# What you will do
Pick out each line in the items that follow containing the word "below", and copy those lines. The match is case-sensitive.

# Dataset excerpts
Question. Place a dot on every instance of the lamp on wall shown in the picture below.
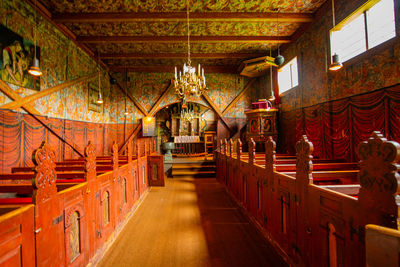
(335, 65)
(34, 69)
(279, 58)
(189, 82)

==

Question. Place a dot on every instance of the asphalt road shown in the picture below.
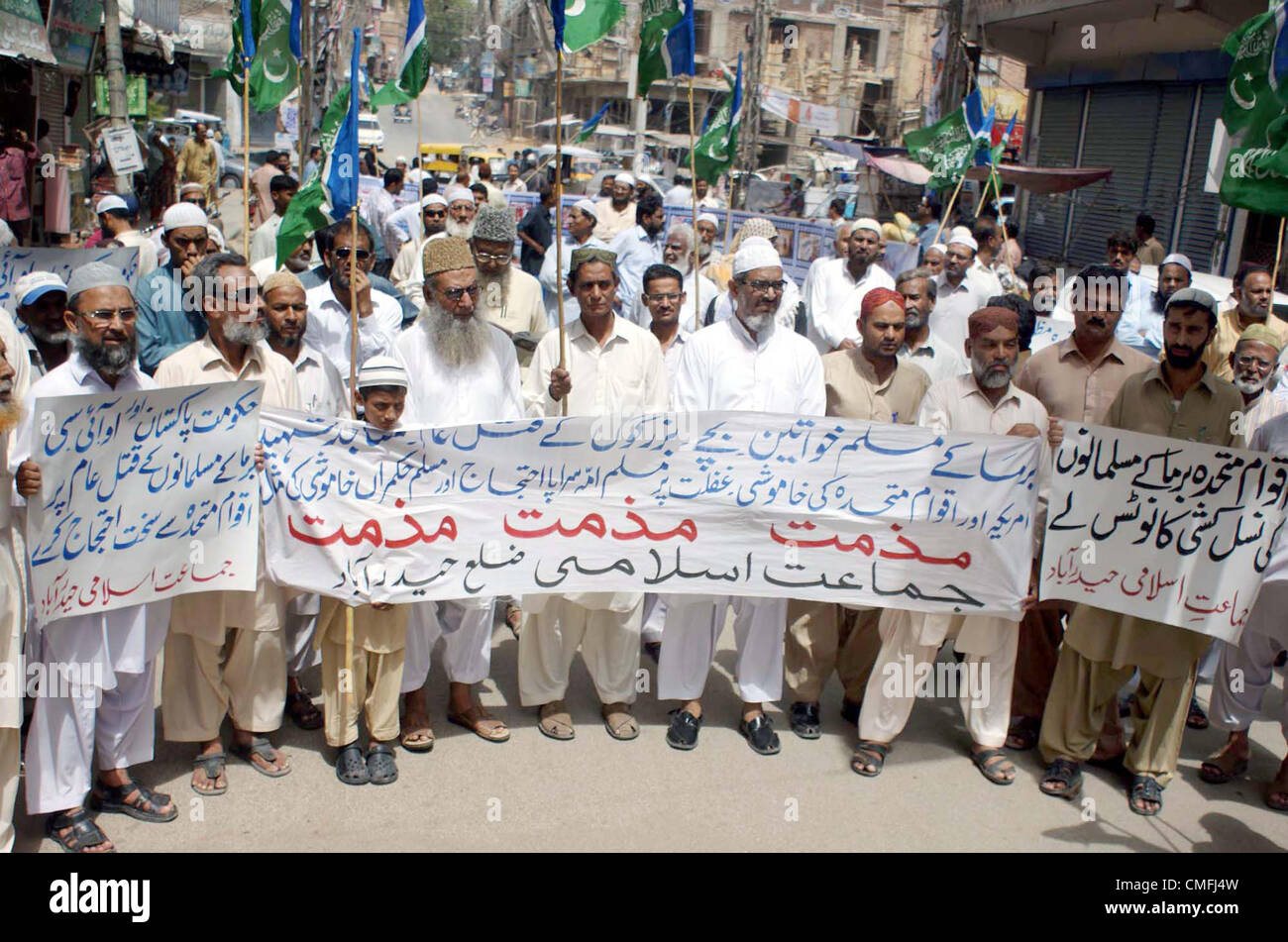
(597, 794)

==

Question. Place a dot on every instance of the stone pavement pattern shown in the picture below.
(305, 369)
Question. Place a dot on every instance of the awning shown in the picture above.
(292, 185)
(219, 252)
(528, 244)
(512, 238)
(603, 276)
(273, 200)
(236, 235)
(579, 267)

# Response
Question. Place a dot on every instance of the lamp on wall shown in the picture below.
Question. Place a dot on every instance of the asphalt road shown in the picture below.
Question. Place a dot on every instance of the stone pavement pattern shown in the picture below.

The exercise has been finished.